> DATA TO PROCESS:
— Start —
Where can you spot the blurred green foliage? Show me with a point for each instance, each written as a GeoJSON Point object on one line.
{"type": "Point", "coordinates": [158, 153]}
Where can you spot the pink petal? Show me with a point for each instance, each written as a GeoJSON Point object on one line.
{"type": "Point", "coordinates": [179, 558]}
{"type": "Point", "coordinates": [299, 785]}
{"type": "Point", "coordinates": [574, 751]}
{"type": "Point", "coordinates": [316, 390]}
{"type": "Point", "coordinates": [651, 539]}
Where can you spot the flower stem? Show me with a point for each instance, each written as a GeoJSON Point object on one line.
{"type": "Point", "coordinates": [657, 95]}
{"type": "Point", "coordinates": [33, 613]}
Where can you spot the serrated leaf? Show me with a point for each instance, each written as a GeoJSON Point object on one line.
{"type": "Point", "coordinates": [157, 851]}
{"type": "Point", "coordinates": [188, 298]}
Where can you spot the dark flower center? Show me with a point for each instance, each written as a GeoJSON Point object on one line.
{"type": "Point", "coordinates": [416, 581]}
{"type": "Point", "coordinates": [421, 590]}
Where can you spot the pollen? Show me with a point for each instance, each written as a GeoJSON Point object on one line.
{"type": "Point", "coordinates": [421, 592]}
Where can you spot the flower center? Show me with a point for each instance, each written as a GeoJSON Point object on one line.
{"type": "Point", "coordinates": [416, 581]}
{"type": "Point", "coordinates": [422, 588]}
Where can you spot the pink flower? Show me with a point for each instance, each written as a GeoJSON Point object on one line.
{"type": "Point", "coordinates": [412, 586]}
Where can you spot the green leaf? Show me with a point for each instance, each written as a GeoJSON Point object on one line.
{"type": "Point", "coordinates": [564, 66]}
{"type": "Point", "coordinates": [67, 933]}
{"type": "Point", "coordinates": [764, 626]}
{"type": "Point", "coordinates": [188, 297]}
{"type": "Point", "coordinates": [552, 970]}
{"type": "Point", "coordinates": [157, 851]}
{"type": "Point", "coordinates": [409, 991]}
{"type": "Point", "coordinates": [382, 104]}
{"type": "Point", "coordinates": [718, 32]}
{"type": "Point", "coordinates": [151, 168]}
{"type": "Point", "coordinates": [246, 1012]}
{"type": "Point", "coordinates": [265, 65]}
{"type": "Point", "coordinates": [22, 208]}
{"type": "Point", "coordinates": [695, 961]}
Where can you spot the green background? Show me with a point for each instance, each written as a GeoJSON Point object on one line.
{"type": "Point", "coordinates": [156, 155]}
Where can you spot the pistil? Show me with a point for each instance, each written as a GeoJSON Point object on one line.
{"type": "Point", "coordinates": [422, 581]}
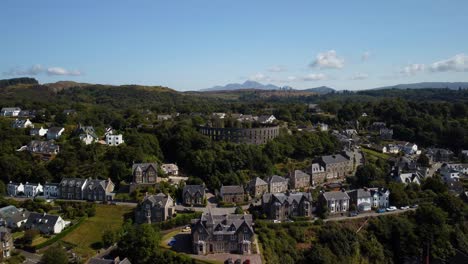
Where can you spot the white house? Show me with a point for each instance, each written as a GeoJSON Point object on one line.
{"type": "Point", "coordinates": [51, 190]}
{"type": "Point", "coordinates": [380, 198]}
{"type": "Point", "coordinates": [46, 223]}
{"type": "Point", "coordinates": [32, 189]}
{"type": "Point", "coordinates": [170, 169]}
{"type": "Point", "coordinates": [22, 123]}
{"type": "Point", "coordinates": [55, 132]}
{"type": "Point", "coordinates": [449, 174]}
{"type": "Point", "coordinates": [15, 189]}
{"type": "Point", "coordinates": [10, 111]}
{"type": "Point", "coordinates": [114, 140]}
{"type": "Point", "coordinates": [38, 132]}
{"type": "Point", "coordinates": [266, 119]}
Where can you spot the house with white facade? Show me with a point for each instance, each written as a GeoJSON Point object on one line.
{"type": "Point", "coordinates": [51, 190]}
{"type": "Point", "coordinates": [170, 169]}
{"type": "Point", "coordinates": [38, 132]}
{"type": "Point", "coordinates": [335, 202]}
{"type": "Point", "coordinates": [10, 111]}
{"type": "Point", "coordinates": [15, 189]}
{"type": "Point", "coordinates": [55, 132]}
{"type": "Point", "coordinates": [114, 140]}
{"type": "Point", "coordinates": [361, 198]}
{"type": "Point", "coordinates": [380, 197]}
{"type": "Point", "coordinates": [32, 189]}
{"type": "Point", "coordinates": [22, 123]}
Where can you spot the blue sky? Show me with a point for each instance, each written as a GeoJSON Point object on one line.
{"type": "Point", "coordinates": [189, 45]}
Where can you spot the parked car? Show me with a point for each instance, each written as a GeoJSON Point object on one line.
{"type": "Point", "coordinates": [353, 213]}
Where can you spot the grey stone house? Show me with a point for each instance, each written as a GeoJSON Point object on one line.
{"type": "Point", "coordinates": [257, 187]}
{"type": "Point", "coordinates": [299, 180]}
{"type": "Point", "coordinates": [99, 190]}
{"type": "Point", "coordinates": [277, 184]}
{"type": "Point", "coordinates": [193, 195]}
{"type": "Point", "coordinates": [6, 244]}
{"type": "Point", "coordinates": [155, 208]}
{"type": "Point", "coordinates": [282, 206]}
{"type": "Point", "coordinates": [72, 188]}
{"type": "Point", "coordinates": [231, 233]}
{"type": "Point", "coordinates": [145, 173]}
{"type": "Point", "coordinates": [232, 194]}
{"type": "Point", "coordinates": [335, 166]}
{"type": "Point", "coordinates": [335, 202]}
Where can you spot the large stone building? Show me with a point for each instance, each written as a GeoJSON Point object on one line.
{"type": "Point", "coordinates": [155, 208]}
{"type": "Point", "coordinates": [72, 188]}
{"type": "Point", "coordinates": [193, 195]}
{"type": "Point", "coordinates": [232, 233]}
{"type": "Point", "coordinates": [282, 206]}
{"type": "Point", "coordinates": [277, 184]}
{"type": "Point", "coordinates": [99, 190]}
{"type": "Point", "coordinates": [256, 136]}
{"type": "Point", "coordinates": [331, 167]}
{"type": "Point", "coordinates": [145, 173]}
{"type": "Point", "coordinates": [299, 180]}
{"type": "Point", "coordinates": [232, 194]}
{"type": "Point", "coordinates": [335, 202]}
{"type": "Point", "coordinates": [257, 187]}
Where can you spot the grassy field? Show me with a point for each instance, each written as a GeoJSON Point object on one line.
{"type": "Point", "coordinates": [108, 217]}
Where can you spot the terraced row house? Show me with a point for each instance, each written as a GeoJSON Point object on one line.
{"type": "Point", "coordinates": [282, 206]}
— End —
> PROBLEM DESCRIPTION:
Reproduce word for word the rows from the one containing "Where can you spot the grassy" through the last row, both included.

> EXERCISE SOLUTION:
Where can you spot the grassy field? Show me with a point for each instance, each written as a GeoJSON Point object on one line.
{"type": "Point", "coordinates": [108, 217]}
Where can you spot the terraced row house? Show me with a point for each instance, each written as a GeoJSON Point object on one line.
{"type": "Point", "coordinates": [282, 206]}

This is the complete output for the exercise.